> [YOUR TASKS]:
a - Answer these questions about the Change Insight Tool report:
(i) Which book's 8-step model does the report measure the change effort against?
(ii) Under which menu of www.dc.com is the Performance, Learning and Change section located?
(iii) Under Step 2, what should a well-functioning guiding team be responsible for answering?
b - Reproduce the Change Insight Tool report from "(Note: For more information on how to maintain" down to "Effective Guiding Team?", replacing "maintain" with "sustain".
c - State whether each statement agrees with the Change Insight Tool report, answering yes or no and quoting the deciding words:
(i) Urgency makes it easier to obtain the cooperation needed for the change.
(ii) The reader is advised to keep the results private.
(iii) Step 3 finds that the organization's vision is unclear.

Friday, March 16, 2007

Change Insight Tool Results

Dear Reader,

The following report has been constructed based upon your responses to the questions within the Change Insight Tool. The report details the strengths and soft spots of your current change effort in relation to the 8-step model detailed in The Heart of Change. Based on processes that are explored in the book, it also offers suggestions on how you can overcome the obstacles that frequently derail change efforts.


You may wish to share these results with your colleagues or encourage them to take the survey themselves as a means of stimulating discussion about where your change initiative currently stands as well as where it might be headed. For more information on using any of the tools and techniques mentioned in the report, click on the following link to visit the Performance, Learning and Change section of www.dc.com, which can be found under the Services menu. Or order the book from Amazon.com.



Step 1) Does Your Organization Have an Increased Sense of Urgency?

There appears to be an increased sense of need and urgency surrounding your change effort. When urgency exists, it becomes much easier to obtain the cooperation necessary to make the change happen and to sustain its momentum over the long-haul. As a result, the transformation has a better chance of getting off the ground and of making it to the finish line.

(Note: For more information on how to maintain an increased sense of need and urgency, please refer to Step 1 in The Heart of Change.)

Step 2) Has Your Organization Built an Effective Guiding Team?

Your responses suggest that your organization has assembled an effective guiding team, or coalition. This team should play a vital role in generating the support, energy and speed needed for your change effort to succeed. In a successful large-scale change, a well-functioning guiding team should also be responsible for answering the questions required to produce a clear sense of direction and vision.

(Note: For more information on how to facilitate teamwork within a guiding coalition, please refer to Step 2 in The Heart of Change.)

Step 3) Has Your Organization Gotten the Vision Right?

It appears that your organization has set a clear direction for your change effort and it has embraced a vision that is sensible. With a focused, practical vision that people can visualize and internalize, it becomes easier for the guiding team to make good decisions. This, in turn, helps people to feel motivated so they want to take action in the right direction. As a result, the change initiative has a much better chance of success.

> [SOURCE MATERIAL]:

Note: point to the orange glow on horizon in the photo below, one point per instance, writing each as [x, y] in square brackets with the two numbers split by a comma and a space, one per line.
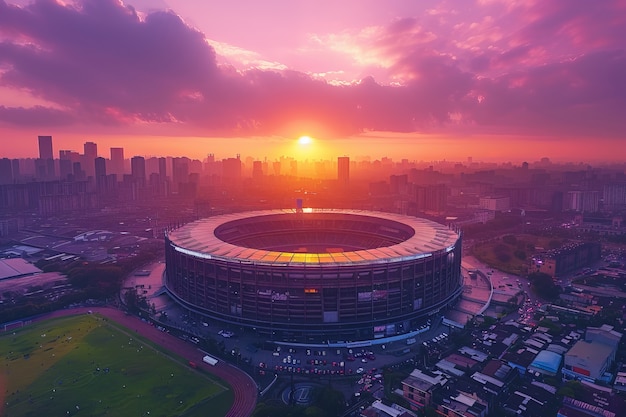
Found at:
[305, 140]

> [FULL ANSWERS]:
a -
(i) The Heart of Change
(ii) The Services menu
(iii) The questions required to produce a clear sense of direction and vision

b -
(Note: For more information on how to sustain an increased sense of need and urgency, please refer to Step 1 in The Heart of Change.)

Step 2) Has Your Organization Built an Effective Guiding Team?

c -
(i) Yes: "When urgency exists, it becomes much easier to obtain the cooperation necessary to make the change happen"
(ii) No: "You may wish to share these results with your colleagues"
(iii) No: "your organization has set a clear direction for your change effort and it has embraced a vision that is sensible"